## Work to be completed
Could you give the items below as a two-column CSV with the columns item and answer, one row per item, putting each value in a single quoted field with line breaks turned into spaces? Cover only the items starting with the line that contains "Reviewer note: confirm each instance of the lamp" and going on through the line that contains "pixel 159 373".

## Listed entries
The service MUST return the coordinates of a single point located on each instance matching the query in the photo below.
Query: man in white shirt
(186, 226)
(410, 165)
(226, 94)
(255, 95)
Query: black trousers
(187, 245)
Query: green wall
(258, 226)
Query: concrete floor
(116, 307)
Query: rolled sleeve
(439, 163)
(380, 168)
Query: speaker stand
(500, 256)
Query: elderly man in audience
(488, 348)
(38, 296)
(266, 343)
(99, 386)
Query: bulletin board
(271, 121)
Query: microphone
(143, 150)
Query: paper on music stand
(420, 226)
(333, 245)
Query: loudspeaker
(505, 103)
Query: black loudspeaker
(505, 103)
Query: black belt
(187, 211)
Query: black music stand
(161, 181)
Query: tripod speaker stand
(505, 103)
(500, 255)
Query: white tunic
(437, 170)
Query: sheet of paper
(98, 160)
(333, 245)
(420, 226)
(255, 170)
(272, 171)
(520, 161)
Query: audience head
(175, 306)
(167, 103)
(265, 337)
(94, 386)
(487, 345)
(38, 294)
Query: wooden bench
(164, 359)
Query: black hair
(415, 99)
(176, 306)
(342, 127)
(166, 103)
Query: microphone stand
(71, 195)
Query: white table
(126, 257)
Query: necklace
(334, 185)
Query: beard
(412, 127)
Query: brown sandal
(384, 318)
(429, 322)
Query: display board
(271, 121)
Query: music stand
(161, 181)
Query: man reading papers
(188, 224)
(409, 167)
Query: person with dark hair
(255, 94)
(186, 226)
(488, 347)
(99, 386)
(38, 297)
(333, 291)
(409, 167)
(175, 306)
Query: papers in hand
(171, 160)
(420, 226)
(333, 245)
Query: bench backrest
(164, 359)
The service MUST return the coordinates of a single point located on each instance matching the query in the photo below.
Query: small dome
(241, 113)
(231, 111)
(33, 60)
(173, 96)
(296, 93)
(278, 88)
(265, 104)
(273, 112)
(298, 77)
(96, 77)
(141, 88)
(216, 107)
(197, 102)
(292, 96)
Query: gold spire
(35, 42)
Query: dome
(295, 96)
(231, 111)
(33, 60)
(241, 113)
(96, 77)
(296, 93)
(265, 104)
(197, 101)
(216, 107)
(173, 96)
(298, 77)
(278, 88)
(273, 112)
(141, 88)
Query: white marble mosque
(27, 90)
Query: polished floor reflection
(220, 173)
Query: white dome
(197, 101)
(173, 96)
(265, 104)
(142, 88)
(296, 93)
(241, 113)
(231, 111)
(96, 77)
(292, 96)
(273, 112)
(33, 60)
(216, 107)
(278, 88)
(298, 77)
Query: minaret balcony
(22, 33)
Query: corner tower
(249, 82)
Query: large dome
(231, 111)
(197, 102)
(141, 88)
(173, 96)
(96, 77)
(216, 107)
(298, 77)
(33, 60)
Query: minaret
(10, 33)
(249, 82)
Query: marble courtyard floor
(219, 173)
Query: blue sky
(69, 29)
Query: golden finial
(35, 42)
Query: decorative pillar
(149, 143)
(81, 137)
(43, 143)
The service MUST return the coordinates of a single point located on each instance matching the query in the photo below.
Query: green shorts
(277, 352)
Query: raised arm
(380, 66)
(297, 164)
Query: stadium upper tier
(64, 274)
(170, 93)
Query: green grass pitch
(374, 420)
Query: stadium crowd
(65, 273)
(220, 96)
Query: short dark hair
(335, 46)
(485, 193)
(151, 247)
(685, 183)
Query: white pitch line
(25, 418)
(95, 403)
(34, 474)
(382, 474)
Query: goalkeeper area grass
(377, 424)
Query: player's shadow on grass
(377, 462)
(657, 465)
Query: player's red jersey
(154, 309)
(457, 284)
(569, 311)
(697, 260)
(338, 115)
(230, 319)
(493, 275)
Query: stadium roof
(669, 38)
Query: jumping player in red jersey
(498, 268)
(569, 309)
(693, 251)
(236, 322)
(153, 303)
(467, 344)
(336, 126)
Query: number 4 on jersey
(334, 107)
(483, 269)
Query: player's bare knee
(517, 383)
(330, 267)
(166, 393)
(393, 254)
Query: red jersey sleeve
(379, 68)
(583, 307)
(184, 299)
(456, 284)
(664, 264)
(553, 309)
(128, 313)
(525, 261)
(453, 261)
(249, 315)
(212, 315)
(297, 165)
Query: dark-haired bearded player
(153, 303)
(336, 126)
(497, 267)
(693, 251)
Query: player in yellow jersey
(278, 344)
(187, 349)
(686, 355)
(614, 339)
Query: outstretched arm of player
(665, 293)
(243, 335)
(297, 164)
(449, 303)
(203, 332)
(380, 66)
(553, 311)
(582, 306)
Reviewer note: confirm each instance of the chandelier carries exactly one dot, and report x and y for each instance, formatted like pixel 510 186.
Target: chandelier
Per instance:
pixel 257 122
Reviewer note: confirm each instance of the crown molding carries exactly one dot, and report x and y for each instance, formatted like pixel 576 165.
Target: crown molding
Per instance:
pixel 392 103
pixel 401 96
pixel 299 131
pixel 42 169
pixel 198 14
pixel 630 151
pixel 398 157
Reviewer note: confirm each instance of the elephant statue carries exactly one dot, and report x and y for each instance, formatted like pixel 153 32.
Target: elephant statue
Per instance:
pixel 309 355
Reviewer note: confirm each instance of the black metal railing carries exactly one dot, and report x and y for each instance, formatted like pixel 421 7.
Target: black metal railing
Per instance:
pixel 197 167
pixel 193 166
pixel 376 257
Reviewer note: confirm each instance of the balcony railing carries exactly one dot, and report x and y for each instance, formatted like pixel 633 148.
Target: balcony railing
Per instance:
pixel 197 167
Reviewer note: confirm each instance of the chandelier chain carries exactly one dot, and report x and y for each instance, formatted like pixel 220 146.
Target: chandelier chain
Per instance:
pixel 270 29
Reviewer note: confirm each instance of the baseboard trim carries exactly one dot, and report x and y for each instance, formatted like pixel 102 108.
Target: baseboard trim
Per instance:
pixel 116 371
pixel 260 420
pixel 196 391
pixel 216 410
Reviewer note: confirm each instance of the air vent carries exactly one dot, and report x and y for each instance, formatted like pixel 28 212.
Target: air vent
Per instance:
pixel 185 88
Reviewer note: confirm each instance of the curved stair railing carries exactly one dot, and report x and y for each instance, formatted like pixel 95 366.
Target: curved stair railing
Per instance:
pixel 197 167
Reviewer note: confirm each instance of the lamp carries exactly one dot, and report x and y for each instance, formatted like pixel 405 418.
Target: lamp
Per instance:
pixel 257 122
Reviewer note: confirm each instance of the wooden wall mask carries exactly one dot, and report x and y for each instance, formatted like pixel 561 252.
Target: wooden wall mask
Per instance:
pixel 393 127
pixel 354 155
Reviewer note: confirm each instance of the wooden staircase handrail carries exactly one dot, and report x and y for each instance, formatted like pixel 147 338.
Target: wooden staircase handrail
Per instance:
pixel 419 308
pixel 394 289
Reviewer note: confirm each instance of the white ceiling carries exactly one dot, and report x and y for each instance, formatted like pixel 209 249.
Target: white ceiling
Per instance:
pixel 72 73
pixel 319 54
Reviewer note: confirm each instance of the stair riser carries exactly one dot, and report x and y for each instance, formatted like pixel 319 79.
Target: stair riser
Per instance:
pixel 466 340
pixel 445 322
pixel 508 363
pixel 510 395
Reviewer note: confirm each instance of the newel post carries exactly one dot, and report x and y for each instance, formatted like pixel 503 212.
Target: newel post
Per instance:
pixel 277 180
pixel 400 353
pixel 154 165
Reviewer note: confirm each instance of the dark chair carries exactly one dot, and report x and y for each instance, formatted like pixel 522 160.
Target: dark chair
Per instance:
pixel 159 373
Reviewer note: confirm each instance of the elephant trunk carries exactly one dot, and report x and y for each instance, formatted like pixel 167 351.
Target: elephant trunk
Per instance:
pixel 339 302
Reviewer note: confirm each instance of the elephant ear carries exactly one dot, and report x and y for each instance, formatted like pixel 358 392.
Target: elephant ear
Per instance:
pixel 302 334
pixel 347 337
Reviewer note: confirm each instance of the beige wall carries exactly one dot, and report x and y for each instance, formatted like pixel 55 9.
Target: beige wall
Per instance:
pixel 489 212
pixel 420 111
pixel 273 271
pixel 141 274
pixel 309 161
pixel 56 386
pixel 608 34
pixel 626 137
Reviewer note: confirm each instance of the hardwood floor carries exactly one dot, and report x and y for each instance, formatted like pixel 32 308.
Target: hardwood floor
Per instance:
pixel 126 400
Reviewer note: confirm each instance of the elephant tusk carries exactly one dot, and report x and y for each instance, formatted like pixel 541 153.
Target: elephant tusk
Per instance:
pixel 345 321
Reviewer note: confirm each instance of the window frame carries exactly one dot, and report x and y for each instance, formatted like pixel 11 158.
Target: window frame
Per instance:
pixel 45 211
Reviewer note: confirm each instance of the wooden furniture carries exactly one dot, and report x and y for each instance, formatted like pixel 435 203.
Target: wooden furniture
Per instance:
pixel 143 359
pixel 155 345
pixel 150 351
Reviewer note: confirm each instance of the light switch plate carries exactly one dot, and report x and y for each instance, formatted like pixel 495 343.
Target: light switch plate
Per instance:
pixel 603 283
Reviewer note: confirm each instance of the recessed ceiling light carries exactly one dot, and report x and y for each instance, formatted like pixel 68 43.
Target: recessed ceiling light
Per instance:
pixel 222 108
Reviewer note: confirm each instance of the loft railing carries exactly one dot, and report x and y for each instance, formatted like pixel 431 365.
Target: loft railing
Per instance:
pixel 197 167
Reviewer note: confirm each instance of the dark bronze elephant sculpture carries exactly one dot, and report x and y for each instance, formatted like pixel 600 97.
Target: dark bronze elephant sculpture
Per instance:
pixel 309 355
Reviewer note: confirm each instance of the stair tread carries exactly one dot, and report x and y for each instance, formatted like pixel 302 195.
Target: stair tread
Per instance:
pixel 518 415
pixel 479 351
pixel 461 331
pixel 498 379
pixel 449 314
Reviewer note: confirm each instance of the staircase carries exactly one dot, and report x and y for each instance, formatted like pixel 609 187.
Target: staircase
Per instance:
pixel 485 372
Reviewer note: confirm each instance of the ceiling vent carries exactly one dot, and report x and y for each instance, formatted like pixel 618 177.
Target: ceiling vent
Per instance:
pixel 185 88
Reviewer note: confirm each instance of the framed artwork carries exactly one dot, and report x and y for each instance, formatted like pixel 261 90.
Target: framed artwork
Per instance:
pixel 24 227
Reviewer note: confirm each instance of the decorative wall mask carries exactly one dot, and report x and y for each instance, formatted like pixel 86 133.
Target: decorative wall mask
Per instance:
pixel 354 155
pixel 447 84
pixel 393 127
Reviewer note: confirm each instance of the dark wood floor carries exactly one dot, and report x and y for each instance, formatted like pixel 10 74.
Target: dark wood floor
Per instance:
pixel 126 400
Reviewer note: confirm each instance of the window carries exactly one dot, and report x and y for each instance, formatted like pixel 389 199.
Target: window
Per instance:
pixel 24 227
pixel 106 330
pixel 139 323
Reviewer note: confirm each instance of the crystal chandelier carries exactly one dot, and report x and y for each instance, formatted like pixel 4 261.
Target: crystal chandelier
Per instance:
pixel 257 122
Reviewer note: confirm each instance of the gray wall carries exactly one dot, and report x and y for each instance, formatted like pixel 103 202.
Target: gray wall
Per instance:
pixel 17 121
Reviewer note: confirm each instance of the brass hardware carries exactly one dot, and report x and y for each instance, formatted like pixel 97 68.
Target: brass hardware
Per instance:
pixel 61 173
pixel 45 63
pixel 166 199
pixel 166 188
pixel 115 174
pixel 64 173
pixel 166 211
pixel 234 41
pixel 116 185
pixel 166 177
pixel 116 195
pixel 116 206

## Problem solution
item,answer
"Reviewer note: confirm each instance of the lamp carries exactly one dot, and report x and y for each instance, formatted like pixel 405 418. Target: lamp Per instance:","pixel 257 122"
"Reviewer note: confirm each instance of the wooden wall mask carries exactly one dot, and report x and y for each instance, formatted like pixel 561 252. Target: wooden wall mask Per instance:","pixel 393 127 pixel 354 155"
"Reviewer note: confirm each instance of the wooden staircase handrail carries exactly one dot, and report x and y for each instance, formatted like pixel 147 338. Target: wooden staircase handrail Per instance:","pixel 419 308 pixel 394 289"
"Reviewer note: confirm each instance of the white ceiling carries exactly one dot, and report x and y for each instance, formatted like pixel 209 249. Target: white ceiling Per instance:","pixel 72 73 pixel 319 54"
"Reviewer note: confirm each instance of the stair riser carries exactly one dot, and report x and y for each instance, formatted like pixel 319 79. Target: stair riser Per instance:","pixel 466 340 pixel 445 322 pixel 508 363 pixel 510 395"
"Reviewer note: confirm each instance of the newel post carries exactly one dot, and report x and y for each instance, formatted like pixel 503 212. Target: newel post Per instance:","pixel 277 180 pixel 400 353 pixel 154 165"
"Reviewer note: confirm each instance of the dark chair carries exactly one dot, and report x and y for each instance, formatted like pixel 522 160. Target: dark chair Per instance:","pixel 159 373"